DATASET EXTRACT:
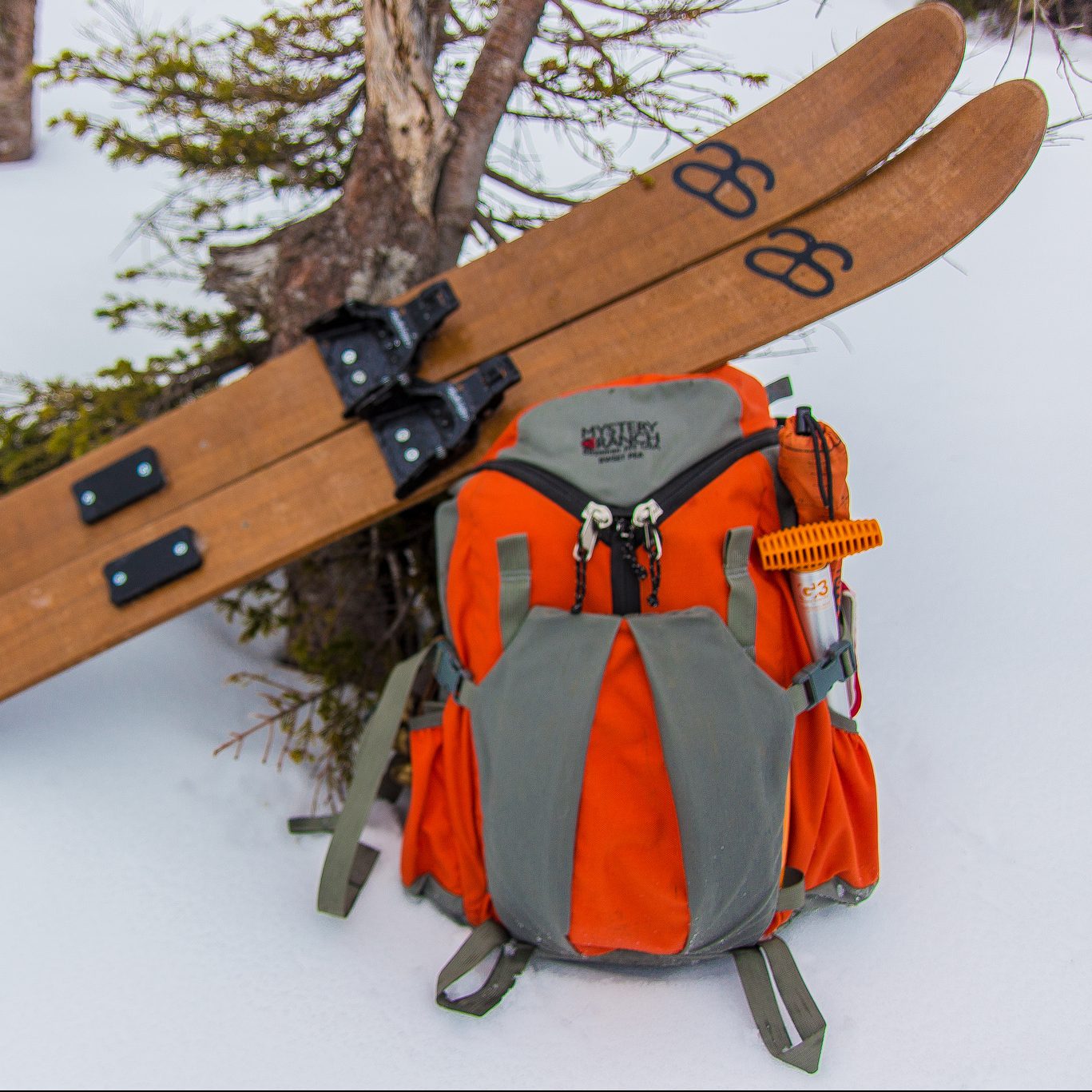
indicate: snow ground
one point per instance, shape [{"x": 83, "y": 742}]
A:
[{"x": 157, "y": 923}]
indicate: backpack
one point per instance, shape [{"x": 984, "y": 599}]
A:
[{"x": 621, "y": 752}]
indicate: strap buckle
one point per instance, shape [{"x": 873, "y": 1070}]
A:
[
  {"x": 816, "y": 681},
  {"x": 449, "y": 673}
]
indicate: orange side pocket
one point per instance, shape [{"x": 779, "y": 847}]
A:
[{"x": 427, "y": 842}]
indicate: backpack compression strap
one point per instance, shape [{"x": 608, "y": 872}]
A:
[
  {"x": 348, "y": 862},
  {"x": 487, "y": 938}
]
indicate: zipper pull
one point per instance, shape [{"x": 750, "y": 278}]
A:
[
  {"x": 645, "y": 517},
  {"x": 597, "y": 518}
]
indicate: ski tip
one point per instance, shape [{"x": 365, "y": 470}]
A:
[
  {"x": 942, "y": 21},
  {"x": 1023, "y": 105}
]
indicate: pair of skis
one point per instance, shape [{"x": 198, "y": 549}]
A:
[{"x": 767, "y": 228}]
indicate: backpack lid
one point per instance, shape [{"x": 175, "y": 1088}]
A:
[{"x": 621, "y": 441}]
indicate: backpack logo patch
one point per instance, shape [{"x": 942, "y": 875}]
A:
[{"x": 619, "y": 439}]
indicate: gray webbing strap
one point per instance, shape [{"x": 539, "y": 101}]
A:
[
  {"x": 791, "y": 895},
  {"x": 514, "y": 558},
  {"x": 743, "y": 600},
  {"x": 347, "y": 862},
  {"x": 486, "y": 938},
  {"x": 779, "y": 389},
  {"x": 798, "y": 1003},
  {"x": 812, "y": 685}
]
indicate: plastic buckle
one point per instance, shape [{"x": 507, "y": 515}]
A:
[
  {"x": 817, "y": 679},
  {"x": 449, "y": 673},
  {"x": 427, "y": 424},
  {"x": 374, "y": 351}
]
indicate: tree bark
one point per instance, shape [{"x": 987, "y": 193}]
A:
[
  {"x": 497, "y": 72},
  {"x": 408, "y": 200},
  {"x": 379, "y": 237},
  {"x": 17, "y": 54}
]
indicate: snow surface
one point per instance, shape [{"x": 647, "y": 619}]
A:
[{"x": 157, "y": 922}]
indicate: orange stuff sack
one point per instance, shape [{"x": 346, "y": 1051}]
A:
[{"x": 633, "y": 761}]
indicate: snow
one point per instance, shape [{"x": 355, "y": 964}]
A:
[{"x": 157, "y": 921}]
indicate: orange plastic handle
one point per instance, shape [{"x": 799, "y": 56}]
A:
[{"x": 814, "y": 545}]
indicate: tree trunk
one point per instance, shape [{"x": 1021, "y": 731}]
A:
[
  {"x": 395, "y": 224},
  {"x": 17, "y": 54}
]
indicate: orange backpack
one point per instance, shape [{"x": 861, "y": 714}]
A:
[{"x": 630, "y": 760}]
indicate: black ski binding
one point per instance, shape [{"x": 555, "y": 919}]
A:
[
  {"x": 428, "y": 423},
  {"x": 371, "y": 351}
]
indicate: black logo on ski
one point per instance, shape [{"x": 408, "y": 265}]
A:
[
  {"x": 805, "y": 258},
  {"x": 717, "y": 184}
]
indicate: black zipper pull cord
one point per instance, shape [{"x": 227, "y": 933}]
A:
[
  {"x": 625, "y": 532},
  {"x": 806, "y": 425},
  {"x": 578, "y": 606},
  {"x": 654, "y": 569}
]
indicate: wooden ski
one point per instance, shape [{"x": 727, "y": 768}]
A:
[
  {"x": 812, "y": 141},
  {"x": 857, "y": 243}
]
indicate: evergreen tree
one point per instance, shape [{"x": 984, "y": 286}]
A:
[{"x": 348, "y": 149}]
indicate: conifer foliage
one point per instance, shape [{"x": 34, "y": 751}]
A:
[{"x": 347, "y": 149}]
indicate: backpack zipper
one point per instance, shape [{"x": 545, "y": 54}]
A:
[{"x": 619, "y": 527}]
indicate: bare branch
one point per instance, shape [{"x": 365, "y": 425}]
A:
[{"x": 497, "y": 72}]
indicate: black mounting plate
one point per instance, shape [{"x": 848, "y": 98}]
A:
[
  {"x": 129, "y": 479},
  {"x": 152, "y": 566}
]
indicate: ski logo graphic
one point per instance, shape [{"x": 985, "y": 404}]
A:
[
  {"x": 720, "y": 184},
  {"x": 759, "y": 261}
]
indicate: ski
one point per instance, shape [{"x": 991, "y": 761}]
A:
[
  {"x": 857, "y": 243},
  {"x": 812, "y": 141}
]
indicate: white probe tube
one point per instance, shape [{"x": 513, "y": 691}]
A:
[{"x": 815, "y": 601}]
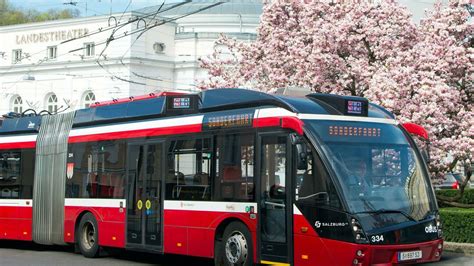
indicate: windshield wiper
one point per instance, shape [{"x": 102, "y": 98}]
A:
[{"x": 389, "y": 211}]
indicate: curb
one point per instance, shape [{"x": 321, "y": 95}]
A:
[{"x": 466, "y": 248}]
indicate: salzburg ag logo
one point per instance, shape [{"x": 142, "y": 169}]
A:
[
  {"x": 317, "y": 224},
  {"x": 431, "y": 229}
]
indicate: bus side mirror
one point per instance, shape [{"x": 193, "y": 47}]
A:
[
  {"x": 425, "y": 152},
  {"x": 301, "y": 151},
  {"x": 421, "y": 132}
]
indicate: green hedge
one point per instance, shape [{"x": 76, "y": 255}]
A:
[
  {"x": 458, "y": 224},
  {"x": 467, "y": 197}
]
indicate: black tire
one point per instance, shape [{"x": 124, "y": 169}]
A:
[
  {"x": 87, "y": 236},
  {"x": 235, "y": 248}
]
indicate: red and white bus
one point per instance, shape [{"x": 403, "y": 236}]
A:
[{"x": 236, "y": 175}]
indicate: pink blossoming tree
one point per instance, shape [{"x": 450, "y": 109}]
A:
[{"x": 422, "y": 73}]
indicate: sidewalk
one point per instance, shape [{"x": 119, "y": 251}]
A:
[{"x": 466, "y": 248}]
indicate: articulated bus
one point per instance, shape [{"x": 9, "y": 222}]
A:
[{"x": 236, "y": 175}]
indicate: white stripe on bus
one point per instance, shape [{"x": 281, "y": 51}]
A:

PROBLEM TO SOLVE: What is the number of lines above that hold the word "buckle"? Answer with that number alone.

OUTPUT FOR THIS EXERCISE: 2